关键词:接受美学 圣·约翰 形象变异 文化误读
摘要:本文从接受美学的视角深入考察了《简·爱》中圣约翰形象在中国的变异及其成因。圣约翰形象在中国一直被误读成一个反面的宗教人物,这是一个典型的文化误读现象,与中国独特的文化语境和读者的期待视野有深切关联。
英国女作家夏洛蒂·勃朗特的小说《 简·爱 》是一部深受中国读者喜爱的作品。小说中的一个重要人物圣约翰,其形象在小说英文原著中本是正面角色,可在中国这个特有的文化语境中却长期被当做反面的宗教人物看待。这样的形象变异是如何产生的?在这一形象变异的背后,在民族文化、文学传统中有哪些深层因素与之关联?笔者拟在本文中从接受美学的视角深入探讨这个饶有趣味的文化现象。
一、中国文化语境中的圣约翰——反面
宗教人物的典型
在中国读者眼里,圣约翰伪善自私,野心勃勃(祝庆英,1995:9)。他虽然表面上几乎是个几无瑕疵的圣人,本质上却是个极端自私冷漠的伪君子(杨静远,1992:20)。在原著中,圣约翰是一个奉行禁欲主义的加尔文派传教士,他号召简爱去过一种完全克制的生活,和他缔结没有世俗爱情的婚姻,去印度传教。而中国的评论家则对他的禁欲主义大加抨击,认为他代表的是“虚伪怪诞的宗教文化”,他是“用所谓的神恩来压抑人的一切情欲,是以宗教狂热掩盖其勃勃野心”(吴晶,1994:22)。与罗彻斯特相比,他“奉行的是另一种大男子主义”(张蓉燕,1992:88),是简爱的又一个压迫者。诸如此类的批判之辞,在有关《简·爱》的评论文章里比比皆是。有鉴于此,国内不少人都觉得作者在小说中对圣约翰的溢美之辞不可理喻,认为作者把“他的严厉、苛刻和野心勃勃理解成为完成拯救人类这项伟大任务必不可少的品质”极为错误(张蓉燕,1992:88),乃至指责作者“主观上没想揭露圣·约翰的伪善面目,而把他写成为一个有貌有德的正人君子”(祝庆英,1995:9)。有些学者虽然没将圣约翰与宗教等同起来,但也同样批评他“自以为是忠实地传播上帝的福音,其实是不自觉地作了可怜的宗教信条的牺牲者”(王化学,1980:104)。总之,纵观《 简·爱 》自译介到中国后的接受史,我们不难发现,在中国这个独特的文化语境中,圣约翰形象一直作为反面的宗教人物而遭到批判。在中国读者心目中的反面宗教人物,在作者和原文本中又是怎样的形象呢?我们有必要将人物还原到原文本中进行考察。

○ ○ ○ ○ ○ ○ ○

◆ 任务要求: 据原文所述,在原著中圣约翰是哪一派的传教士?

○ ○ ○ ○ ○ ○ ○

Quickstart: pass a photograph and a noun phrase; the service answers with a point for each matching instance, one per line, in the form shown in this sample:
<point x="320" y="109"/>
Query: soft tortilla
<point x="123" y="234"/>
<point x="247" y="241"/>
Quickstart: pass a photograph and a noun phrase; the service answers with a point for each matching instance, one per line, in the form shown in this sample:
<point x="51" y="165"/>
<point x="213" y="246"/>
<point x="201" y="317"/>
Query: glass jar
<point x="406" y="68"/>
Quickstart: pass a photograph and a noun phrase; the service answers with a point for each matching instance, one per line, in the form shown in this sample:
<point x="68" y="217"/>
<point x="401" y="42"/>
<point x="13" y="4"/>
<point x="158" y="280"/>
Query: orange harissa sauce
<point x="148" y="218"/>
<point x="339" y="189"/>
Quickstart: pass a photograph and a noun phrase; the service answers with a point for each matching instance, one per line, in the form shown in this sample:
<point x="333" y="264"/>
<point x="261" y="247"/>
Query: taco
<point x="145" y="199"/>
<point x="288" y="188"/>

○ ○ ○ ○ ○ ○ ○

◆ 参考答案: 他是一个奉行禁欲主义的加尔文派传教士。